**What to work on**
Scan the material for the string "headscarf" and copy out every line in which it occurs.

==============================

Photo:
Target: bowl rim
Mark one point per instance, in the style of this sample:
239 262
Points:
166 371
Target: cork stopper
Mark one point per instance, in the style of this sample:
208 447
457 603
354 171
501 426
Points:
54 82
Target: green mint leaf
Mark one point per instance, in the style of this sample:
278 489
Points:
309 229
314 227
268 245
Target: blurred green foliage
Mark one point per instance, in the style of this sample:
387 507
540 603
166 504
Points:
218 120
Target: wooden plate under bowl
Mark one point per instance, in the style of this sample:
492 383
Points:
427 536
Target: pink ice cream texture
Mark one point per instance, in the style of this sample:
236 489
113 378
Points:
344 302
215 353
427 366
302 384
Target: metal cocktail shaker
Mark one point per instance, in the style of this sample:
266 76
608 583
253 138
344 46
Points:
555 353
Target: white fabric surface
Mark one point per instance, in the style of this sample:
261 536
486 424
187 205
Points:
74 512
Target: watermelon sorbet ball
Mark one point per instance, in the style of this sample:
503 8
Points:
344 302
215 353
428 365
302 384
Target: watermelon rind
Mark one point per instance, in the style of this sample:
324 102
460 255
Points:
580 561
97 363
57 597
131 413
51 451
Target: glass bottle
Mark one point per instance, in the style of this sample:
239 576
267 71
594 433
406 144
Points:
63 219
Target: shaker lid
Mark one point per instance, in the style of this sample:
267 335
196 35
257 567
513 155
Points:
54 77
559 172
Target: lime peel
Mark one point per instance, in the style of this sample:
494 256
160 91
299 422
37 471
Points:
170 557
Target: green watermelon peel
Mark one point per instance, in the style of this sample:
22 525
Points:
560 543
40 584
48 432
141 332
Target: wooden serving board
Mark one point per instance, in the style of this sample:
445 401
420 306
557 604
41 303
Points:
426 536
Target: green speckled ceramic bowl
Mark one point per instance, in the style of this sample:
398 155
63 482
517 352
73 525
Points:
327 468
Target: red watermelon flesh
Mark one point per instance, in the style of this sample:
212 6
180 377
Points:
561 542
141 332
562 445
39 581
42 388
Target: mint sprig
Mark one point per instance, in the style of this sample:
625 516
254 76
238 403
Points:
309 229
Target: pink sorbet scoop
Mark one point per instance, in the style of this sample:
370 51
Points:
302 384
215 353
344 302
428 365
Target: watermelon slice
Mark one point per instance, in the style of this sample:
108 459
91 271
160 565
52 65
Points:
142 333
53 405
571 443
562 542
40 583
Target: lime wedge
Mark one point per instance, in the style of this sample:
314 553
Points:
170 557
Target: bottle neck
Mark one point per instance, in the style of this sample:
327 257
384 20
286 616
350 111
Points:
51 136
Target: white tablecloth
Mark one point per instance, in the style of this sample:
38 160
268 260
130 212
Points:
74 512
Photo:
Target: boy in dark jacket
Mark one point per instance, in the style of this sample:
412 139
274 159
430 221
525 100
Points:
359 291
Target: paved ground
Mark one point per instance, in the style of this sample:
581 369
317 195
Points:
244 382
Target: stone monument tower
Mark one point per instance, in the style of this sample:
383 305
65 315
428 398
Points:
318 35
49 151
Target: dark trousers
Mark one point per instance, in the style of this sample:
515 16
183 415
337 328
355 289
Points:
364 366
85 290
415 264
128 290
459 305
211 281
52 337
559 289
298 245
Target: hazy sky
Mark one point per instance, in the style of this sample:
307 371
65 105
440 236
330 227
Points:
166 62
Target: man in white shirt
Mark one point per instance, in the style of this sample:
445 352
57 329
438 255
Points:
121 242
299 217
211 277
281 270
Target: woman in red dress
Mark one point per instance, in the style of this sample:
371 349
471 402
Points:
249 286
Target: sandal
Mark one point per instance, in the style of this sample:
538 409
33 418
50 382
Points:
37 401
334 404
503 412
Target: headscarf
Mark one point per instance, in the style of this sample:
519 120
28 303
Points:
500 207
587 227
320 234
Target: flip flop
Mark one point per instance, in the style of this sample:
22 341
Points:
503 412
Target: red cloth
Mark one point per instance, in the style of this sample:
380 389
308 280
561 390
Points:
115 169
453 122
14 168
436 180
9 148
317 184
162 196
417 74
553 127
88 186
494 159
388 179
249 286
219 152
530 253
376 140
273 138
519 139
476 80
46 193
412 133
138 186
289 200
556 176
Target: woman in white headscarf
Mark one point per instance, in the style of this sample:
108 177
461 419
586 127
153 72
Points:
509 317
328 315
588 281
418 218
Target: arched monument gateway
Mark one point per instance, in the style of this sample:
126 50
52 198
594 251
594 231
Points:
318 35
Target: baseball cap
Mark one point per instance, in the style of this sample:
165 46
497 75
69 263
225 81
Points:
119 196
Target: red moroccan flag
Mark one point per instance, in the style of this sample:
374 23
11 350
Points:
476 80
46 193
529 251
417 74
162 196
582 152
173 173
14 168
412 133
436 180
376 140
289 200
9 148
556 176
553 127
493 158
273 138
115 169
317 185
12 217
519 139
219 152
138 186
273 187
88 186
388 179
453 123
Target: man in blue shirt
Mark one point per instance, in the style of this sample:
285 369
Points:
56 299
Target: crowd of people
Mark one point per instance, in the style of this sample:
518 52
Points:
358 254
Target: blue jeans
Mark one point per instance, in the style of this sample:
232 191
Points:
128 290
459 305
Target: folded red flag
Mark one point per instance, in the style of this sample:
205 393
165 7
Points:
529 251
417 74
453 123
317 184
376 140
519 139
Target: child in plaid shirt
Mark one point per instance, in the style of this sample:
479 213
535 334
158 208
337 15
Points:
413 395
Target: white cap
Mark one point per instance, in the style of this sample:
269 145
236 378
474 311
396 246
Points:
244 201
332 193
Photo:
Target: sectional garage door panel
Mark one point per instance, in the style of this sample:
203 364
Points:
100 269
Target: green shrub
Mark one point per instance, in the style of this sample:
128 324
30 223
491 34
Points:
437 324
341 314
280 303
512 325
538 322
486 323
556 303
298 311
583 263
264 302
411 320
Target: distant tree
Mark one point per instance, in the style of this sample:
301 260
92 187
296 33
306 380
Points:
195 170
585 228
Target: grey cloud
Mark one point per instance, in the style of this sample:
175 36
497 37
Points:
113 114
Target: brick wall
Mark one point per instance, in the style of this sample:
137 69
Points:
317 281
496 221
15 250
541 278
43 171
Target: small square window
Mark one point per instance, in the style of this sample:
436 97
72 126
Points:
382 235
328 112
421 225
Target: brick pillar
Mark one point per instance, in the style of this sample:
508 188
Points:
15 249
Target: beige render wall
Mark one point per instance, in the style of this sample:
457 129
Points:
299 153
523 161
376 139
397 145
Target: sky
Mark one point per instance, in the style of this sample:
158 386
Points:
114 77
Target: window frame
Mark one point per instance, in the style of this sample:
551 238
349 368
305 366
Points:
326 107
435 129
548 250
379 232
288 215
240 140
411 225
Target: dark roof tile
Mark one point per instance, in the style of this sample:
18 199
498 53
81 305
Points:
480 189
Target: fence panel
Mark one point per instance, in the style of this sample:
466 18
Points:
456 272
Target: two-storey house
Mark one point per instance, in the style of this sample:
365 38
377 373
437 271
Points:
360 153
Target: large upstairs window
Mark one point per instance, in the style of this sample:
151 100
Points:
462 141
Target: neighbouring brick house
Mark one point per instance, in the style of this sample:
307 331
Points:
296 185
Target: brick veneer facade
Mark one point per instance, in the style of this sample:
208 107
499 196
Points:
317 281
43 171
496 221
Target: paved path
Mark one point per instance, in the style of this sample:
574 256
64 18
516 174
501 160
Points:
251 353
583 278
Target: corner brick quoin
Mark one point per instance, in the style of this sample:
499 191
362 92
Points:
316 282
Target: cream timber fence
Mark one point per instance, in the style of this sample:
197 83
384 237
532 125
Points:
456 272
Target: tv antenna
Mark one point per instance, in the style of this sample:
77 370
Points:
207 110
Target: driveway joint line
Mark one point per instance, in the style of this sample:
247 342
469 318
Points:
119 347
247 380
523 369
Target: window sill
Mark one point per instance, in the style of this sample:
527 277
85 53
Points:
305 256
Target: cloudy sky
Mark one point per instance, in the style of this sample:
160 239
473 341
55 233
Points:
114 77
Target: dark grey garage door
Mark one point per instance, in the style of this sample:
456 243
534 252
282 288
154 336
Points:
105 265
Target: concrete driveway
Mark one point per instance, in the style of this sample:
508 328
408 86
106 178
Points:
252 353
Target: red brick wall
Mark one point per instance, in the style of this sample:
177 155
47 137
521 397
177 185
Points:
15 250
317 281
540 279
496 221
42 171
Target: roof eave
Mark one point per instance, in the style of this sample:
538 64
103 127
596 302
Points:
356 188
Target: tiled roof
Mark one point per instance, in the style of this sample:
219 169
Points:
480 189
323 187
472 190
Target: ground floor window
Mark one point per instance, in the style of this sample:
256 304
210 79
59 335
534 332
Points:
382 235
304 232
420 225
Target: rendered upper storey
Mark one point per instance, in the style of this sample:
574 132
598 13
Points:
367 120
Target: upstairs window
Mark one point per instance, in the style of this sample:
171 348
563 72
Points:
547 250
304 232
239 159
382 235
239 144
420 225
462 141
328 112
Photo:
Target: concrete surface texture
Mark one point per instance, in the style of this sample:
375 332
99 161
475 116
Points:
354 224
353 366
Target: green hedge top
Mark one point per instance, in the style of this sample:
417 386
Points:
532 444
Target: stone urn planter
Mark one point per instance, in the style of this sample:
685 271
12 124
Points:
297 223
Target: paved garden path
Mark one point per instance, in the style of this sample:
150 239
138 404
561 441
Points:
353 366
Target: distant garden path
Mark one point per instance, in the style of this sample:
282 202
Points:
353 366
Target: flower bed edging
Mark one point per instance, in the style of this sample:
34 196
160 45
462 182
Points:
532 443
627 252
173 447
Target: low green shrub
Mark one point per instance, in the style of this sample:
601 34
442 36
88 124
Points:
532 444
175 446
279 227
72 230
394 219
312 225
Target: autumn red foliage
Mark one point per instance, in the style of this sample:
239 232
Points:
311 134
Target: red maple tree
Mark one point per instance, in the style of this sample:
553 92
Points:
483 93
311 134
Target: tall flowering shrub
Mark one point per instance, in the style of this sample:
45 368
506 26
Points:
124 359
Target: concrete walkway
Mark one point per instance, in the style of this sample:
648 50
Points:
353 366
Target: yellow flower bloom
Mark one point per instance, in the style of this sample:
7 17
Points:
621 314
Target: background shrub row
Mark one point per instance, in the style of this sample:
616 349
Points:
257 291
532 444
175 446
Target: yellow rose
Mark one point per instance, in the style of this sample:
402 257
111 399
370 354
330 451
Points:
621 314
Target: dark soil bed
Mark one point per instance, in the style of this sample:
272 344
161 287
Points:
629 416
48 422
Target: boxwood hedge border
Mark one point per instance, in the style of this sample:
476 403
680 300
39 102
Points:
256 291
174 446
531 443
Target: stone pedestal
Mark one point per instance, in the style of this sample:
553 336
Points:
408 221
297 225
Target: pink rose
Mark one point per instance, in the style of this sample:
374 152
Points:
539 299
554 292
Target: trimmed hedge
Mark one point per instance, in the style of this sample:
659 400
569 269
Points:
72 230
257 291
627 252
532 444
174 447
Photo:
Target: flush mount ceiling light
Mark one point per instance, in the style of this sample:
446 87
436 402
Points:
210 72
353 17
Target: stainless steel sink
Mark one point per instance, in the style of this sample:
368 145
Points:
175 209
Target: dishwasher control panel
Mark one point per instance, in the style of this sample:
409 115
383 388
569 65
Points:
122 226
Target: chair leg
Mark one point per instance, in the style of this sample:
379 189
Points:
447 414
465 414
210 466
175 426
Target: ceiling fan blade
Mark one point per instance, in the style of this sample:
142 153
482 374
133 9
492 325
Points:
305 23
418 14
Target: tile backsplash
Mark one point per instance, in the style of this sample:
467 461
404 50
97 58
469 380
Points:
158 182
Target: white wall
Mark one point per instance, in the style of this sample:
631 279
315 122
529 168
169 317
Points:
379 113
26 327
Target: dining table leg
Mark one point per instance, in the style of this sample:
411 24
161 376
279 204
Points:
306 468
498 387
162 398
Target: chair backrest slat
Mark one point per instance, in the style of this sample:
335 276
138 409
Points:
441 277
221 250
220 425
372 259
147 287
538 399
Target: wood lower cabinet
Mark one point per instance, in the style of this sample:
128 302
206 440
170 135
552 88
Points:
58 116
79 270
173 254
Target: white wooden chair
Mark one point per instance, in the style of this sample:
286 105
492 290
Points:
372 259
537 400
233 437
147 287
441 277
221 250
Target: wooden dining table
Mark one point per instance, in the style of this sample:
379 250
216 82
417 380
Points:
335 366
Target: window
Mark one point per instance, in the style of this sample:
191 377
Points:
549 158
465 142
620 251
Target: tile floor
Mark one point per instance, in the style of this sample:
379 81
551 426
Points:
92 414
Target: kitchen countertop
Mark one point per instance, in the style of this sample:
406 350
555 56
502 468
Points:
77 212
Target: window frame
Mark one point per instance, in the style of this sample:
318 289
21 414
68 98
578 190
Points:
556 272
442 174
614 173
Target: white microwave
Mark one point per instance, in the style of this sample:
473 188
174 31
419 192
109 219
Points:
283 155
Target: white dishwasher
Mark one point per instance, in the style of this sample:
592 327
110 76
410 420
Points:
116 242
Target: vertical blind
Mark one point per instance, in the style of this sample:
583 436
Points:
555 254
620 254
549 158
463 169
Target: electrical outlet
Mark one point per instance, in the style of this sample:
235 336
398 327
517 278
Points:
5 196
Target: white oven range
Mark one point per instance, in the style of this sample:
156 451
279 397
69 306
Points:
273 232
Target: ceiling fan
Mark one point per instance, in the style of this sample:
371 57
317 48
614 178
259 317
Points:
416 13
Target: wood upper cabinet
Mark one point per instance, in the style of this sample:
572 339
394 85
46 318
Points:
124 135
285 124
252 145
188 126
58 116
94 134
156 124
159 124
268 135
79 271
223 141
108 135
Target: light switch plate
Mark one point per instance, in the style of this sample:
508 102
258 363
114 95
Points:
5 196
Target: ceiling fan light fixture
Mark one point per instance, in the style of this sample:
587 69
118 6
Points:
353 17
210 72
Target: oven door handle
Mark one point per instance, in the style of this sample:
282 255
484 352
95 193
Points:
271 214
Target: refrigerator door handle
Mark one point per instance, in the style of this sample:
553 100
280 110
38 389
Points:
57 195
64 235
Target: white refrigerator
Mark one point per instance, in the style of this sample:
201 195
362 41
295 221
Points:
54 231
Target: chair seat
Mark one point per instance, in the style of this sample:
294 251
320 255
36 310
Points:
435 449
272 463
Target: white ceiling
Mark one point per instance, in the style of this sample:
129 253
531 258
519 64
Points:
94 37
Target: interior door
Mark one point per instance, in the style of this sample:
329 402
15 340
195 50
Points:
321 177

==============================

**Response to the task**
Target: headscarf
Target: woman in white headscarf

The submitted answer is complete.